The American Hospital Association (AHA) is urging Congress to move forward with the Electronic Health Record Regulatory Relief Act (S. 3173), legislation introduced this summer aiming to provide regulatory flexibility to providers and hospitals operating under the Meaningful Use program.
According to AHA’s letter, the bill “would provide much-needed relief to hospitals as they work to ensure patients receive high-quality care. It would allow participants in the Medicare and Medicaid EHR Incentive programs to be deemed meaningful users if they meet 70 percent of the measures as determined by the Secretary of Health and Human Services. The AHA has long advocated for the elimination of the “all-or-nothing approach” to meaningful use of EHRs. Under this approach, failure to meet any one of the requirements under the Medicare and Medicaid EHR Incentive programs, even by a small amount, results in a large payment penalty. This is unfair to hospitals that make good faith efforts to comply, may actually comply with a large percentage of the requirements, expend significant resources and funds in doing so, but still fall short.”

**Task item**
Continue the passage about the AHA's support for the Electronic Health Record Regulatory Relief Act, starting after its last sentence. The items come from a different source than the passage above.

**Data extract**
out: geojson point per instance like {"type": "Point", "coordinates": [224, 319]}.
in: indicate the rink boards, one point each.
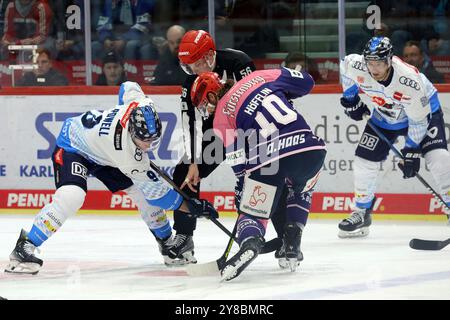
{"type": "Point", "coordinates": [35, 116]}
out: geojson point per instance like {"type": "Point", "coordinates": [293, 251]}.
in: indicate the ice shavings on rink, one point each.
{"type": "Point", "coordinates": [99, 257]}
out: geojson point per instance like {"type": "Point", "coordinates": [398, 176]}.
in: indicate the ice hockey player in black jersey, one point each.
{"type": "Point", "coordinates": [197, 54]}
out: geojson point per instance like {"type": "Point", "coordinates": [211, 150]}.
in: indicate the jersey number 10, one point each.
{"type": "Point", "coordinates": [274, 105]}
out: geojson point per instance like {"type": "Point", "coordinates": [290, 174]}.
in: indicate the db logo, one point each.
{"type": "Point", "coordinates": [379, 101]}
{"type": "Point", "coordinates": [368, 141]}
{"type": "Point", "coordinates": [257, 196]}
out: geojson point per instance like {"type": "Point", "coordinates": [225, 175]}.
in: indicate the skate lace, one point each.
{"type": "Point", "coordinates": [29, 248]}
{"type": "Point", "coordinates": [179, 240]}
{"type": "Point", "coordinates": [356, 217]}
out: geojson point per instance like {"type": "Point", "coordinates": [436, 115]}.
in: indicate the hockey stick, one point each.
{"type": "Point", "coordinates": [417, 244]}
{"type": "Point", "coordinates": [214, 267]}
{"type": "Point", "coordinates": [187, 198]}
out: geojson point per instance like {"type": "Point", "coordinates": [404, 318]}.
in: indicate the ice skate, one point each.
{"type": "Point", "coordinates": [248, 252]}
{"type": "Point", "coordinates": [182, 248]}
{"type": "Point", "coordinates": [22, 258]}
{"type": "Point", "coordinates": [357, 225]}
{"type": "Point", "coordinates": [289, 255]}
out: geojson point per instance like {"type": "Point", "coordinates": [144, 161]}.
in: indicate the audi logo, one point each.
{"type": "Point", "coordinates": [409, 82]}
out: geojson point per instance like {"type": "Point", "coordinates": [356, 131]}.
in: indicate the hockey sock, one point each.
{"type": "Point", "coordinates": [366, 175]}
{"type": "Point", "coordinates": [298, 206]}
{"type": "Point", "coordinates": [67, 200]}
{"type": "Point", "coordinates": [162, 232]}
{"type": "Point", "coordinates": [250, 227]}
{"type": "Point", "coordinates": [438, 161]}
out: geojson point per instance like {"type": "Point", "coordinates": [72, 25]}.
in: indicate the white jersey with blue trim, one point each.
{"type": "Point", "coordinates": [406, 101]}
{"type": "Point", "coordinates": [103, 138]}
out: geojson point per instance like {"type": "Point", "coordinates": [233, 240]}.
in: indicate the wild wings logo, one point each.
{"type": "Point", "coordinates": [257, 196]}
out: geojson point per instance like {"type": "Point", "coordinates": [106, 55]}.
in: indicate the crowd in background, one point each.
{"type": "Point", "coordinates": [130, 30]}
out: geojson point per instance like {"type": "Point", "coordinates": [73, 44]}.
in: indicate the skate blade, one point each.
{"type": "Point", "coordinates": [285, 263]}
{"type": "Point", "coordinates": [187, 258]}
{"type": "Point", "coordinates": [232, 271]}
{"type": "Point", "coordinates": [358, 233]}
{"type": "Point", "coordinates": [22, 267]}
{"type": "Point", "coordinates": [203, 269]}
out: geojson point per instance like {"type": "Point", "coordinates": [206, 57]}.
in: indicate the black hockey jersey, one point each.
{"type": "Point", "coordinates": [230, 64]}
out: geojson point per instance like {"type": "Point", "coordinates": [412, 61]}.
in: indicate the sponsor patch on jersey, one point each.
{"type": "Point", "coordinates": [368, 141]}
{"type": "Point", "coordinates": [118, 136]}
{"type": "Point", "coordinates": [379, 101]}
{"type": "Point", "coordinates": [59, 157]}
{"type": "Point", "coordinates": [424, 101]}
{"type": "Point", "coordinates": [79, 170]}
{"type": "Point", "coordinates": [257, 198]}
{"type": "Point", "coordinates": [409, 83]}
{"type": "Point", "coordinates": [398, 96]}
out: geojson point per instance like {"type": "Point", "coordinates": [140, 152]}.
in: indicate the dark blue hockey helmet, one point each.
{"type": "Point", "coordinates": [145, 124]}
{"type": "Point", "coordinates": [378, 49]}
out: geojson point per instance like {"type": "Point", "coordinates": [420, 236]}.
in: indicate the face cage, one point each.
{"type": "Point", "coordinates": [388, 60]}
{"type": "Point", "coordinates": [154, 142]}
{"type": "Point", "coordinates": [187, 67]}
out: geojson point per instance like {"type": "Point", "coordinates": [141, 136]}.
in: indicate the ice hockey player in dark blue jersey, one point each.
{"type": "Point", "coordinates": [271, 149]}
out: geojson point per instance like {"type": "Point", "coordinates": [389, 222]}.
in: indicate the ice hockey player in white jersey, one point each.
{"type": "Point", "coordinates": [112, 146]}
{"type": "Point", "coordinates": [404, 103]}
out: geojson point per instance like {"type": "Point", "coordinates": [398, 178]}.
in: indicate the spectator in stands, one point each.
{"type": "Point", "coordinates": [27, 22]}
{"type": "Point", "coordinates": [168, 71]}
{"type": "Point", "coordinates": [126, 27]}
{"type": "Point", "coordinates": [69, 41]}
{"type": "Point", "coordinates": [300, 61]}
{"type": "Point", "coordinates": [113, 71]}
{"type": "Point", "coordinates": [45, 74]}
{"type": "Point", "coordinates": [413, 54]}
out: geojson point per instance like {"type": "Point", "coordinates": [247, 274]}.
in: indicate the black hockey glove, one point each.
{"type": "Point", "coordinates": [411, 162]}
{"type": "Point", "coordinates": [200, 208]}
{"type": "Point", "coordinates": [355, 109]}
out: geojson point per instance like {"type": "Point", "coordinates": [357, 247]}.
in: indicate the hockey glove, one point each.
{"type": "Point", "coordinates": [411, 162]}
{"type": "Point", "coordinates": [200, 208]}
{"type": "Point", "coordinates": [238, 192]}
{"type": "Point", "coordinates": [355, 109]}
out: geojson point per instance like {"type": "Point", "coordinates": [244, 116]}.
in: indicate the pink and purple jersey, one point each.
{"type": "Point", "coordinates": [257, 122]}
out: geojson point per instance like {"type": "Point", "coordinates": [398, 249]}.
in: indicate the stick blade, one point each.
{"type": "Point", "coordinates": [420, 244]}
{"type": "Point", "coordinates": [203, 269]}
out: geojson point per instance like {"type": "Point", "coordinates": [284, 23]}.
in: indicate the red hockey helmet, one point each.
{"type": "Point", "coordinates": [207, 82]}
{"type": "Point", "coordinates": [194, 45]}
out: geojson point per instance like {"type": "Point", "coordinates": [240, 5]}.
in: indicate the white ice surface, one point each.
{"type": "Point", "coordinates": [103, 257]}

**Response for this exercise**
U.S. Sens. John Thune (R-S.D.), Lamar Alexander (R-Tenn.), Mike Enzi (R-Wyo.), Pat Roberts (R-Kans.), Richard Burr (R-N.C.), and Bill Cassidy (R-La.) sponsored the bill and stated in a summary document that “regulatory flexibility is necessary to help hospitals and medical providers focus on transitioning into the new, patient-focused payment policies created by Congress by the Medicare Access and CHIP Reauthorization Act of 2015 (MACRA), instead of the “check-the-box” meaningful use program.”
These same six legislators are members of the Senate REBOOT group and authored a 2013 report, “REBOOT: Re-examining the Strategies Needed to Successfully Adopt Health IT,” outlining their concerns with the meaningful use program.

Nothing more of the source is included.